**Task instructions:**
#1 From the changelog, write out everything from "Sub-agent costs in" down to "existing backlog. (dreadnode/dreadnode-tiger#1813)".
#2 According to the changelog, what is the default timeout after which stuck AIRT assessments are automatically finalized?

::: Given passage :::

Evaluation sample search. You can now search across all samples in an evaluation by free text — matches are highlighted with per-sample counts, and a “Matches only” filter collapses non-matching samples. (dreadnode/dreadnode-tiger#1810)
Blind SQL injection extraction skill. A new blind SQLi extraction skill and tool in the web-security capability supports boolean/timing-based oracle identification, WAF bypass patterns, and automated char-by-char extraction. (dreadnode/capabilities#61)
Blind SSRF chains with attacker infrastructure provisioning. The blind-SSRF-chains skill now guides agents to detect available cloud CLIs and provision attacker infrastructure (S3 buckets, redirect servers) for SSRF proof-of-concept evidence. (dreadnode/capabilities#65)

Improvements

Task-set provenance on evaluation detail. Evaluation detail now shows the linked task-set org/name and a collapsible list of skipped members with reasons when an eval was run from a task set. (dreadnode/dreadnode-tiger#1851)
Usage summary in headless print mode. dn --print now outputs a model, tokens, tool calls, and cost summary to stderr after each run, matching the cost visibility available in the TUI. (dreadnode/dreadnode-tiger#1801)
Sub-agent costs in TUI footer. The TUI footer now shows sub-agent LLM costs as a separate “subagents $X.XX” segment so total spend is no longer understated when using spawned sub-agents. (dreadnode/dreadnode-tiger#1834)
Bare --resume opens session picker. dn --resume (or -r) with no argument now opens the session picker instead of erroring, matching the UX of Codex and Claude. (dreadnode/dreadnode-tiger#1836)
Chat runtime reliability overhaul. Sandbox state management is simplified and the chat page handles runtime lifecycle more reliably, reducing spurious disconnects and state loss. (dreadnode/dreadnode-tiger#1809)

Fixes

AIRT assessments no longer stuck in pending/running. Assessments stuck indefinitely are now automatically finalized after a configurable timeout (default 2h), and a one-time migration clears the existing backlog. (dreadnode/dreadnode-tiger#1813)
AIRT overview page 500 errors resolved. The AIRT project summary endpoint no longer intermittently 500s (~58/hr) due to a closed database transaction. (dreadnode/dreadnode-tiger#1811)

::: Information provided :::

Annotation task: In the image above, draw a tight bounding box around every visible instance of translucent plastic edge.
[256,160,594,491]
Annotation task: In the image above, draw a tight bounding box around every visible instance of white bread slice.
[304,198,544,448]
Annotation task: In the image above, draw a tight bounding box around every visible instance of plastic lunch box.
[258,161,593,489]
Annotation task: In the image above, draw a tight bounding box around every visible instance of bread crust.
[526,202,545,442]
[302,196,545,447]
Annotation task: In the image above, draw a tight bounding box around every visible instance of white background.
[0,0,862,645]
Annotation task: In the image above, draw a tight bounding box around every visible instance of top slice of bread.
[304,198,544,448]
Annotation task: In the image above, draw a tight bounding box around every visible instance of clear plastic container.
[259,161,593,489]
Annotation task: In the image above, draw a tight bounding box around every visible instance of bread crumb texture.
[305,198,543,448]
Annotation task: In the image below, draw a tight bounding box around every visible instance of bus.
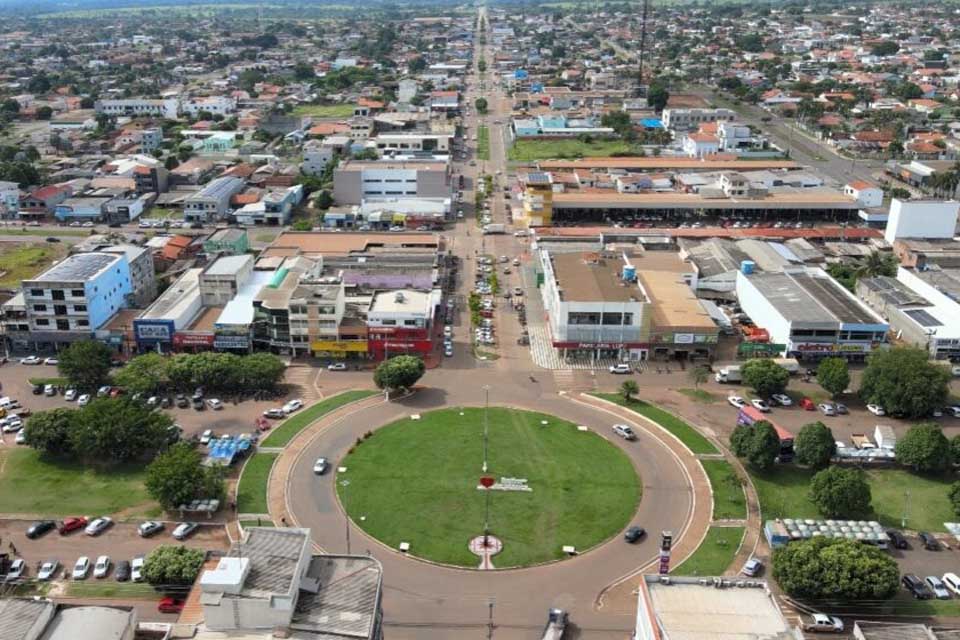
[737,406,793,462]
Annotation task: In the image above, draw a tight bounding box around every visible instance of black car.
[623,527,647,544]
[27,520,57,540]
[900,573,933,600]
[887,529,908,549]
[113,560,130,582]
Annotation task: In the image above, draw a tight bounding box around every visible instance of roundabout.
[335,407,641,568]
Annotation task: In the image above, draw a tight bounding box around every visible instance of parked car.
[173,522,200,540]
[613,424,637,440]
[27,520,57,540]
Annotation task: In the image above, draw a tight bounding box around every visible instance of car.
[887,529,910,549]
[623,526,647,544]
[740,558,763,578]
[173,522,200,540]
[923,576,951,600]
[900,573,933,600]
[113,560,130,582]
[130,556,143,582]
[283,400,303,415]
[57,516,88,536]
[137,520,164,538]
[93,556,110,578]
[867,404,887,416]
[817,402,837,416]
[37,560,60,582]
[802,613,843,633]
[73,556,90,580]
[917,531,940,551]
[613,424,637,440]
[157,596,183,613]
[7,558,27,580]
[27,520,57,540]
[83,516,113,536]
[770,393,793,407]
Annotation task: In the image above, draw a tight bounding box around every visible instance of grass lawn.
[670,527,744,576]
[0,244,67,287]
[337,407,642,568]
[477,125,490,160]
[293,104,354,118]
[508,138,633,162]
[700,460,747,520]
[751,465,956,532]
[0,448,150,516]
[260,389,378,447]
[237,453,280,513]
[594,393,720,453]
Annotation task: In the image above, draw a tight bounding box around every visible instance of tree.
[810,466,871,518]
[373,356,426,392]
[817,358,850,397]
[143,545,204,587]
[730,420,780,470]
[895,422,951,473]
[860,347,950,418]
[773,536,900,600]
[793,421,837,469]
[57,340,113,390]
[144,442,225,510]
[620,380,640,402]
[740,358,790,398]
[24,409,77,457]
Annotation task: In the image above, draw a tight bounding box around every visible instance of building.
[333,161,452,204]
[194,527,383,640]
[183,176,244,222]
[736,267,889,361]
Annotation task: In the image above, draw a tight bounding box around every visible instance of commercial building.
[736,266,889,361]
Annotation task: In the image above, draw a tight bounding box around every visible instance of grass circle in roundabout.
[336,407,642,569]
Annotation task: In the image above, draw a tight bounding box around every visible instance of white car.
[73,556,90,580]
[93,556,110,578]
[283,400,303,415]
[867,404,887,416]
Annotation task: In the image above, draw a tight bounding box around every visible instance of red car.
[157,596,183,613]
[57,516,87,535]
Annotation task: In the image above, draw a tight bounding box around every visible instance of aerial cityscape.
[0,0,960,640]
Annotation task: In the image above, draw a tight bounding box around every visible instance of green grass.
[677,389,720,404]
[700,460,747,520]
[336,407,642,568]
[0,448,150,516]
[670,527,744,576]
[477,125,490,160]
[594,393,720,453]
[0,244,67,287]
[66,578,160,600]
[508,138,635,162]
[293,104,354,118]
[237,453,280,513]
[260,389,377,447]
[751,465,956,532]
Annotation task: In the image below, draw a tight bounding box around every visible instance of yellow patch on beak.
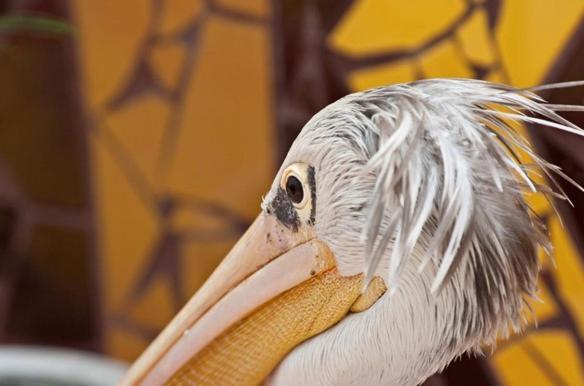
[167,268,362,385]
[120,213,385,386]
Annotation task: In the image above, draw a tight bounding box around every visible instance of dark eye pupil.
[286,176,304,204]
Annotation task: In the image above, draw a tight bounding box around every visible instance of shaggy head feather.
[264,79,584,383]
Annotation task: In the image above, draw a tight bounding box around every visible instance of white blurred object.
[0,346,127,386]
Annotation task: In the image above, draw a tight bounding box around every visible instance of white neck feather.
[268,265,479,386]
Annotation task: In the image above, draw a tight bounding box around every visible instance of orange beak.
[121,213,384,386]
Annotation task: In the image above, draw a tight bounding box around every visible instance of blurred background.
[0,0,584,386]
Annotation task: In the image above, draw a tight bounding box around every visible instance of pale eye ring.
[280,163,310,209]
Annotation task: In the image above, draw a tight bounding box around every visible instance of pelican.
[121,79,584,386]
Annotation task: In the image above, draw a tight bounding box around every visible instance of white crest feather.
[363,79,584,291]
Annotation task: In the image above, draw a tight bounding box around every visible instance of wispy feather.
[361,79,584,293]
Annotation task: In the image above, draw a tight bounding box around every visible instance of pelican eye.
[280,162,311,210]
[286,175,304,204]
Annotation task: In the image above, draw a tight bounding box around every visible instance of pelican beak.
[121,212,362,386]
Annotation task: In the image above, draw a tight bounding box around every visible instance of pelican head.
[125,79,581,385]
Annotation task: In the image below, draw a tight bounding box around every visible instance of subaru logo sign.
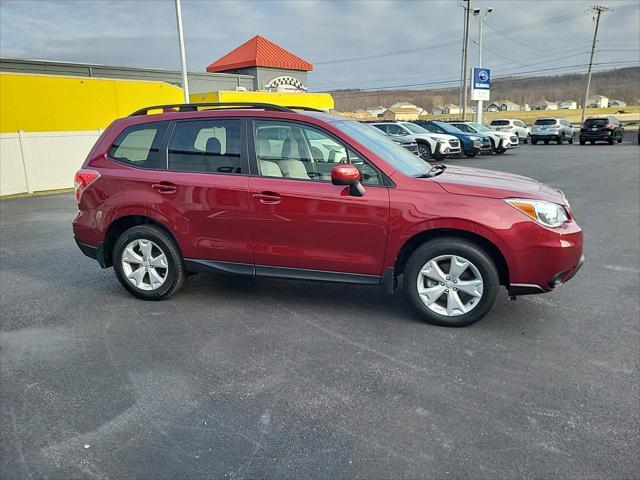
[473,68,491,90]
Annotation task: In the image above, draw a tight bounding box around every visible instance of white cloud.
[0,0,640,88]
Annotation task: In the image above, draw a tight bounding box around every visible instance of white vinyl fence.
[0,130,102,196]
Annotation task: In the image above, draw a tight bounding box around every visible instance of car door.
[147,118,253,266]
[249,119,389,278]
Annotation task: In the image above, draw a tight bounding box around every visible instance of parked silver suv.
[531,117,574,145]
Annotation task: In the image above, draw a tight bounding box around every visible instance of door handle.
[151,182,178,193]
[253,192,282,205]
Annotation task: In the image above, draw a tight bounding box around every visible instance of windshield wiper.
[414,164,447,178]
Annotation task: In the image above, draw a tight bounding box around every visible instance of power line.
[313,11,584,65]
[324,60,640,99]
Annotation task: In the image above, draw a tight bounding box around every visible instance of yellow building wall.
[0,73,184,133]
[189,91,333,110]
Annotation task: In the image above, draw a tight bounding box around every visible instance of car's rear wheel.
[403,238,500,327]
[113,225,186,300]
[418,143,431,162]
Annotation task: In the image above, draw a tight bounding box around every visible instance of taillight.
[73,168,100,203]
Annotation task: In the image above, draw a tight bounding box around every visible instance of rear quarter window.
[107,122,167,168]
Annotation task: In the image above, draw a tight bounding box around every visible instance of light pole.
[473,8,493,123]
[176,0,189,103]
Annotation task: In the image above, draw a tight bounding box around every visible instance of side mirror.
[331,163,364,197]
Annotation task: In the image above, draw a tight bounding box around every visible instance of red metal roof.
[207,35,313,72]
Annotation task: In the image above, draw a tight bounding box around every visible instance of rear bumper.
[73,237,107,268]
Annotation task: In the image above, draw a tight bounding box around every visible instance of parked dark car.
[580,117,624,145]
[73,103,584,327]
[413,120,492,157]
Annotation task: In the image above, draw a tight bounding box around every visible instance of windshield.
[535,118,556,125]
[433,122,462,135]
[584,118,609,127]
[333,120,431,177]
[402,122,429,133]
[469,122,493,132]
[451,123,475,133]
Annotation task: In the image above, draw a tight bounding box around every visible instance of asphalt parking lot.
[0,135,640,479]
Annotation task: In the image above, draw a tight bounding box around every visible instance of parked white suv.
[449,122,520,154]
[371,122,462,160]
[489,118,531,143]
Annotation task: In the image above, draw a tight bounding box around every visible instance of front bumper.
[579,130,613,140]
[509,221,585,295]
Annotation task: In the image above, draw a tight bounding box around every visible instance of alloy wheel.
[417,255,484,317]
[122,238,169,291]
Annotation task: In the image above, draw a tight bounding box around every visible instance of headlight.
[505,198,569,228]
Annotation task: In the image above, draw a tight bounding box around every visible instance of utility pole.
[472,8,493,123]
[176,0,189,103]
[581,5,609,123]
[462,0,471,122]
[458,0,467,121]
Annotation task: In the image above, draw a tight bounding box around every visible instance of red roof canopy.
[207,35,313,72]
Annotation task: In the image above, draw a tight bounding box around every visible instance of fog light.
[548,270,569,288]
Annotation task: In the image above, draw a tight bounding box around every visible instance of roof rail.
[129,102,297,117]
[286,105,327,113]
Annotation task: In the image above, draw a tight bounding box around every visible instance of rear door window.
[167,119,247,175]
[107,122,167,168]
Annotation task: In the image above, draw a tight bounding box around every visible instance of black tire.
[418,143,431,162]
[403,237,500,327]
[113,225,187,300]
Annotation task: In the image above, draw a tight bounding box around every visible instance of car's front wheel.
[113,225,186,300]
[403,238,500,327]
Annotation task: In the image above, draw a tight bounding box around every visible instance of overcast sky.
[0,0,640,91]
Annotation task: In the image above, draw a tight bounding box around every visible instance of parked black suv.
[580,117,624,145]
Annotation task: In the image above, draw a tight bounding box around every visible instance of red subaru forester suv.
[73,104,584,326]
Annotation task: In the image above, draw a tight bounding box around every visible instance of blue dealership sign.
[473,68,491,90]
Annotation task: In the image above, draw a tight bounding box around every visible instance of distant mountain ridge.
[329,67,640,112]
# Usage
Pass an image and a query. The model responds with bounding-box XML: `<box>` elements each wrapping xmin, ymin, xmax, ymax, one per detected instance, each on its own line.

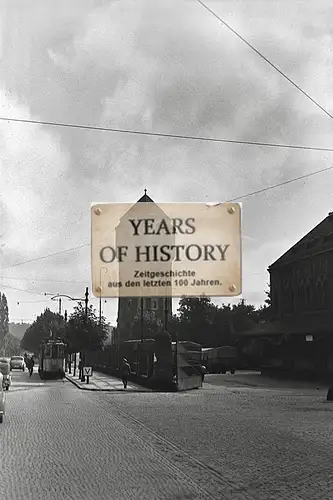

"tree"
<box><xmin>66</xmin><ymin>304</ymin><xmax>109</xmax><ymax>352</ymax></box>
<box><xmin>257</xmin><ymin>284</ymin><xmax>272</xmax><ymax>322</ymax></box>
<box><xmin>231</xmin><ymin>300</ymin><xmax>257</xmax><ymax>333</ymax></box>
<box><xmin>133</xmin><ymin>311</ymin><xmax>163</xmax><ymax>339</ymax></box>
<box><xmin>21</xmin><ymin>309</ymin><xmax>66</xmax><ymax>352</ymax></box>
<box><xmin>0</xmin><ymin>292</ymin><xmax>9</xmax><ymax>346</ymax></box>
<box><xmin>3</xmin><ymin>333</ymin><xmax>21</xmax><ymax>358</ymax></box>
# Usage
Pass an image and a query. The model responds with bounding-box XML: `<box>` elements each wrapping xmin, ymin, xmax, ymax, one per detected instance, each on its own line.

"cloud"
<box><xmin>0</xmin><ymin>0</ymin><xmax>333</xmax><ymax>324</ymax></box>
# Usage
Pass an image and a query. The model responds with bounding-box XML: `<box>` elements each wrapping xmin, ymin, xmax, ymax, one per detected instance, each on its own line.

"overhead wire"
<box><xmin>3</xmin><ymin>244</ymin><xmax>90</xmax><ymax>269</ymax></box>
<box><xmin>3</xmin><ymin>161</ymin><xmax>333</xmax><ymax>269</ymax></box>
<box><xmin>197</xmin><ymin>0</ymin><xmax>333</xmax><ymax>119</ymax></box>
<box><xmin>0</xmin><ymin>116</ymin><xmax>333</xmax><ymax>153</ymax></box>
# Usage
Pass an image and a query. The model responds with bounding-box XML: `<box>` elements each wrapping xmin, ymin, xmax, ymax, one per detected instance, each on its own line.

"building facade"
<box><xmin>116</xmin><ymin>190</ymin><xmax>174</xmax><ymax>342</ymax></box>
<box><xmin>239</xmin><ymin>213</ymin><xmax>333</xmax><ymax>375</ymax></box>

:::

**Answers per task:**
#1
Sub-agent costs in TUI footer. The TUI footer now shows sub-agent LLM costs as a separate “subagents $X.XX” segment so total spend is no longer understated when using spawned sub-agents. (dreadnode/dreadnode-tiger#1834)
Bare --resume opens session picker. dn --resume (or -r) with no argument now opens the session picker instead of erroring, matching the UX of Codex and Claude. (dreadnode/dreadnode-tiger#1836)
Chat runtime reliability overhaul. Sandbox state management is simplified and the chat page handles runtime lifecycle more reliably, reducing spurious disconnects and state loss. (dreadnode/dreadnode-tiger#1809)

Fixes

AIRT assessments no longer stuck in pending/running. Assessments stuck indefinitely are now automatically finalized after a configurable timeout (default 2h), and a one-time migration clears the existing backlog. (dreadnode/dreadnode-tiger#1813)

#2 2 hours